──────── Records for this task ────────

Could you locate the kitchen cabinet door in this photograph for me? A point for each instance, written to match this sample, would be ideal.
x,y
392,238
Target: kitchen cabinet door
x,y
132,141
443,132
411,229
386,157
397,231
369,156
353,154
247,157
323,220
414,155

────────

• What to produce: Would you please write out the entries again exactly?

• Exercise answer:
Could you locate the kitchen cabinet door in this photograph for me? A point for each instance, written to match this sample, would be ideal.
x,y
392,238
Target: kitchen cabinet door
x,y
132,141
443,132
411,229
386,157
397,231
369,156
353,154
247,157
323,220
414,155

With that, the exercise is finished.